**ТЕКСТ**
==============================

Для американского солдата, часто выходца из сельской глубинки, дробовик был оружием понятным и родным. С ним он охотился на уток и оленей дома. Ему не нужно было учиться сложной баллистике. «Наведи в ту сторону и нажми на спуск». Winchester M1897 был надежен, прост и обладал чудовищной останавливающей силой. Слэм-файр — особенность конструкции, позволяющая стрелять, просто удерживая спусковой крючок и дергая цевье, — превращал дробовик в ручную пушку со скорострельностью, ограниченной только мускульной силой стрелка. За две секунды можно было выпустить 6 патронов, нашпиговав коридор 54-мя картечинами. Это была мясорубка. Психология использования дробовика — это психология палача. Ты не стреляешь, чтобы ранить или вывести из строя. Ты стреляешь, чтобы уничтожить физически, стереть врага из реальности.

==============================

**ЗАДАНИЯ**
1) Ответьте на вопросы по тексту о дробовике:
(а) На кого американский солдат охотился дома с дробовиком?
(б) Какая модель дробовика названа в тексте?
(в) Сколько патронов, согласно тексту, можно было выпустить за две секунды?
2) Какие три качества Winchester M1897 перечислены в тексте о дробовике в предложении, которое начинается словами «Winchester M1897 был»?
3) Подхватите текст о дробовике и продолжите его после последнего предложения «Ты стреляешь, чтобы уничтожить физически, стереть врага из реальности».

==============================

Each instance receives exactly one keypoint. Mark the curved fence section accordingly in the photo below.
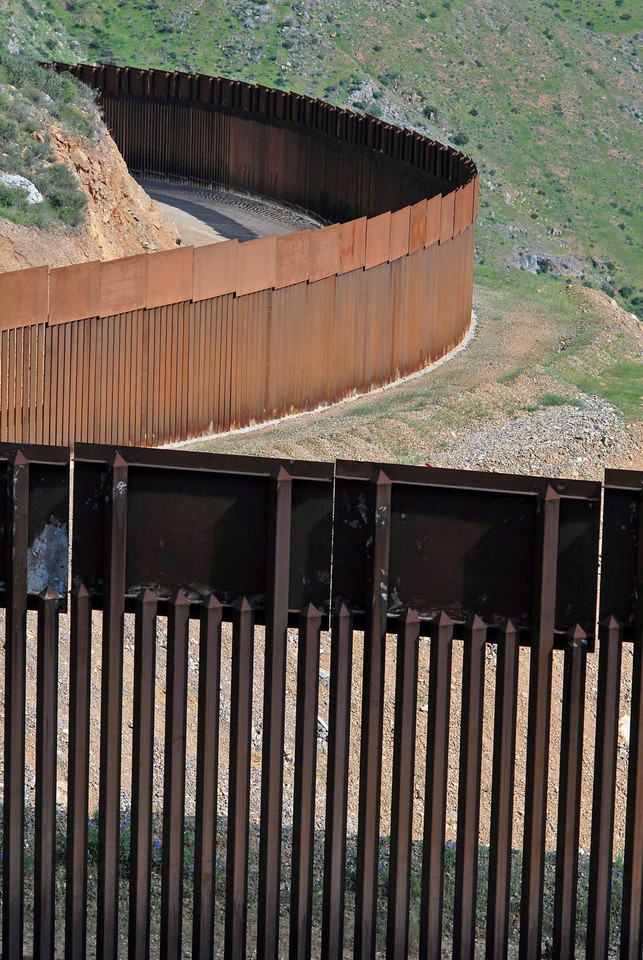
(165, 346)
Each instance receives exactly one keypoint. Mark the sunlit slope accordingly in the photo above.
(545, 96)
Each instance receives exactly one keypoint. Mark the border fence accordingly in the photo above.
(165, 346)
(392, 560)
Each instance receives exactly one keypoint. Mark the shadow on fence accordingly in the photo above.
(228, 573)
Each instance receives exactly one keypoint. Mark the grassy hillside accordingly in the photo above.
(31, 99)
(544, 95)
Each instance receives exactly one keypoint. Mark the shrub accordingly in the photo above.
(60, 188)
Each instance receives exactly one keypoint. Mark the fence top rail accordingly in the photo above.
(150, 280)
(199, 461)
(470, 479)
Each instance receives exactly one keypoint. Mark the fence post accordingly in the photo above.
(466, 869)
(46, 761)
(236, 907)
(571, 766)
(542, 645)
(14, 709)
(632, 915)
(370, 775)
(272, 757)
(207, 767)
(502, 792)
(142, 775)
(78, 773)
(174, 777)
(303, 833)
(605, 749)
(339, 719)
(111, 713)
(403, 788)
(435, 791)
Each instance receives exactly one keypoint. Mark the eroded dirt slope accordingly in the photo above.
(120, 219)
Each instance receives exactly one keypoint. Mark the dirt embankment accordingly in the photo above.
(120, 219)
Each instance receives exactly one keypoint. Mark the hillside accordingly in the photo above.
(544, 95)
(56, 152)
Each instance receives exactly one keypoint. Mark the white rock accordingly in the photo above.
(14, 180)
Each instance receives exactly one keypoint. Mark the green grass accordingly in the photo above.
(542, 94)
(621, 384)
(351, 877)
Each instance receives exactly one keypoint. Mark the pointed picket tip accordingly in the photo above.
(180, 599)
(146, 596)
(212, 603)
(577, 634)
(443, 620)
(343, 611)
(410, 617)
(118, 461)
(310, 612)
(508, 627)
(383, 479)
(49, 593)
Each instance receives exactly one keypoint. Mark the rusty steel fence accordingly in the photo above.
(166, 346)
(243, 578)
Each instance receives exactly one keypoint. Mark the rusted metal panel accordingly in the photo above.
(433, 219)
(399, 237)
(293, 258)
(459, 514)
(256, 265)
(214, 490)
(74, 292)
(353, 245)
(460, 213)
(447, 217)
(123, 285)
(325, 252)
(215, 269)
(417, 226)
(23, 297)
(169, 276)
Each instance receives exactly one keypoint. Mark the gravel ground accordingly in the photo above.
(465, 414)
(566, 439)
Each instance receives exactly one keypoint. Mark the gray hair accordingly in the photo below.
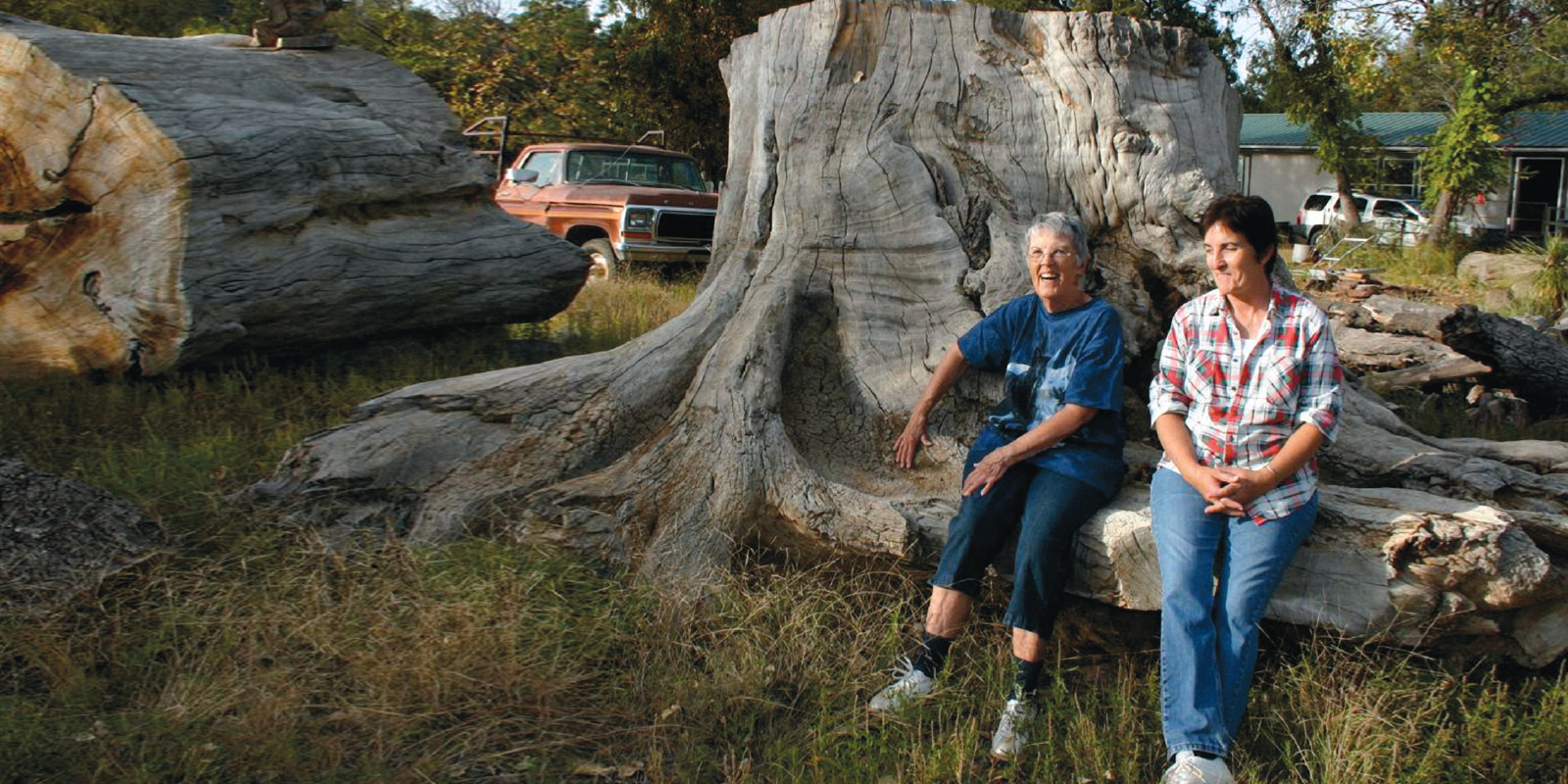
(1063, 224)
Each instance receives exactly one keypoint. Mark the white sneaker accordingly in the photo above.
(911, 686)
(1008, 739)
(1191, 768)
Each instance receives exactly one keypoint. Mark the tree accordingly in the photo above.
(1462, 157)
(1316, 67)
(1489, 59)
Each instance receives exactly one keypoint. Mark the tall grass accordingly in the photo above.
(256, 655)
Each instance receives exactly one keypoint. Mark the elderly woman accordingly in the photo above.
(1048, 457)
(1246, 394)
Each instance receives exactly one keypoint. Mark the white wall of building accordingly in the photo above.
(1283, 179)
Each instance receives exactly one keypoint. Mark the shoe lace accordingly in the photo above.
(902, 668)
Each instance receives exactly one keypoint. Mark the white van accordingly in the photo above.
(1388, 219)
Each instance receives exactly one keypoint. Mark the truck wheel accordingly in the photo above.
(603, 258)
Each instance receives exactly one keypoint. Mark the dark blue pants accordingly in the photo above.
(1043, 510)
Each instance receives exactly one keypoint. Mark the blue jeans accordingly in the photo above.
(1217, 576)
(1043, 510)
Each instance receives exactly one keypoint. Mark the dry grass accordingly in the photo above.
(258, 656)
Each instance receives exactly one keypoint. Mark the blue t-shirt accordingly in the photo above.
(1053, 360)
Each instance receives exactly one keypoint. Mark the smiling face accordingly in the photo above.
(1238, 270)
(1055, 270)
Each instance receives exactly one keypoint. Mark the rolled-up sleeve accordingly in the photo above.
(1168, 389)
(1322, 383)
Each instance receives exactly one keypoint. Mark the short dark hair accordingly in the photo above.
(1251, 219)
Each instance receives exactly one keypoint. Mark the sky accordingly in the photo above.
(1241, 20)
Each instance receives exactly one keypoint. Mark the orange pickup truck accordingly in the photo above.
(621, 203)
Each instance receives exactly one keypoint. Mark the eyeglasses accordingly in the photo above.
(1055, 256)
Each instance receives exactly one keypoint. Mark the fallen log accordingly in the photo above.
(1531, 363)
(167, 200)
(1382, 564)
(875, 209)
(1364, 352)
(1393, 314)
(1434, 372)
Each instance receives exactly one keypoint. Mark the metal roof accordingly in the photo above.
(1410, 129)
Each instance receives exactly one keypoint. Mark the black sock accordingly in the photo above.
(1026, 678)
(932, 655)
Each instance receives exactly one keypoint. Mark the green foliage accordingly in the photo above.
(1319, 77)
(266, 656)
(1462, 157)
(1551, 281)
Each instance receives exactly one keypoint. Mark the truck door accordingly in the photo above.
(519, 190)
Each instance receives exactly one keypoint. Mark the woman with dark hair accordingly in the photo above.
(1048, 457)
(1246, 394)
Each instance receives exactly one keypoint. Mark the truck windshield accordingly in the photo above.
(631, 169)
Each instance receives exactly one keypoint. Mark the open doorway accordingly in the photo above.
(1537, 193)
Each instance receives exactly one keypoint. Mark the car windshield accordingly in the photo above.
(632, 169)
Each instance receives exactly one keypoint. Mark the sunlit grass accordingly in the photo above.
(256, 655)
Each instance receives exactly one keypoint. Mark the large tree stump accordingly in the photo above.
(167, 200)
(885, 162)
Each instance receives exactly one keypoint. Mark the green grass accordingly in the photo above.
(256, 656)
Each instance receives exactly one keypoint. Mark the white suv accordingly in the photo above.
(1388, 219)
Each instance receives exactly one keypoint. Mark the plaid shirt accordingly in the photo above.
(1241, 410)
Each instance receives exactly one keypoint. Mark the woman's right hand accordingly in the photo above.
(1209, 483)
(909, 443)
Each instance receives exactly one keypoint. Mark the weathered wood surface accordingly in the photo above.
(165, 200)
(885, 164)
(1531, 363)
(1382, 564)
(60, 537)
(886, 161)
(1361, 350)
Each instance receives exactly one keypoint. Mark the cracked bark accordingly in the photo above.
(164, 201)
(764, 415)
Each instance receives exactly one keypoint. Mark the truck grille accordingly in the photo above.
(684, 226)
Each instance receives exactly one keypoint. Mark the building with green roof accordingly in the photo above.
(1277, 164)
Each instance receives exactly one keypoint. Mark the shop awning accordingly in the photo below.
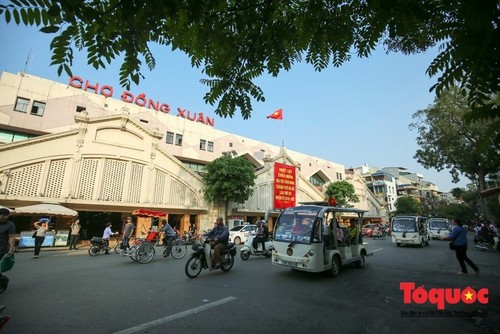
(149, 213)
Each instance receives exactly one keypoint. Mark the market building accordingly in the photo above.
(79, 145)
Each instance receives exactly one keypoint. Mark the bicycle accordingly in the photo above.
(179, 249)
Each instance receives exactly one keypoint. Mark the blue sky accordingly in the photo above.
(356, 114)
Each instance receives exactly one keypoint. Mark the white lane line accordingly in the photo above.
(173, 317)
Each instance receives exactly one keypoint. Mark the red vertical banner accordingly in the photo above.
(284, 186)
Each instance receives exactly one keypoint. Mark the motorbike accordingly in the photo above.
(203, 258)
(483, 244)
(247, 250)
(4, 283)
(97, 245)
(190, 238)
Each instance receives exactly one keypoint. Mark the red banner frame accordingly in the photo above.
(284, 186)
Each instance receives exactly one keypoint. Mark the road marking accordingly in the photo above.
(176, 316)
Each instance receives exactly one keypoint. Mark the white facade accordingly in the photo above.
(92, 151)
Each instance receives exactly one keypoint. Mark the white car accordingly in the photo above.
(239, 234)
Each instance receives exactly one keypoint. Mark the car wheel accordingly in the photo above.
(244, 255)
(335, 269)
(94, 250)
(361, 262)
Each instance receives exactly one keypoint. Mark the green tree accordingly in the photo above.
(236, 41)
(408, 205)
(448, 140)
(227, 179)
(343, 192)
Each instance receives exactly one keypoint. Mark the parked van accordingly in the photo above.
(409, 230)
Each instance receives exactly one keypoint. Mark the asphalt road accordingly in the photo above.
(71, 292)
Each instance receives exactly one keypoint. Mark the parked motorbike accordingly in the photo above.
(248, 249)
(203, 258)
(4, 283)
(97, 245)
(483, 244)
(190, 238)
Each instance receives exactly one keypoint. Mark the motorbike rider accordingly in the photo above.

==============================

**ОТВЕТЫ**
1)
(а) На уток и оленей.
(б) Winchester M1897.
(в) 6 патронов.

2) Надежность, простота и чудовищная останавливающая сила.

3)
Немецкий протест против дробовиков был верхом цинизма, но он отражал реальный страх. Кайзеровская Германия угрожала расстреливать на месте любого пленного американца, у которого найдут дробовик или патроны к нему. Генерал Першинг, командующий AEF, ответил в духе американского вестерна: «Мы будем расстреливать всех немцев с огнеметами и пильными штыками». Спираль жестокости закрутилась еще туже. Американцы начали спиливать мушки и приклады, делая обрезы для еще большей маневренности. Рукопашные схватки с применением дробовиков превращались в бойню. Если патроны кончались, тяжелый Winchester использовался как дубина, способная размозжить череп, или как копье с полуметровым штыком. В этих схватках не было места рыцарству. Это была драка в салуне, перенесенная в ад Аргоннского леса.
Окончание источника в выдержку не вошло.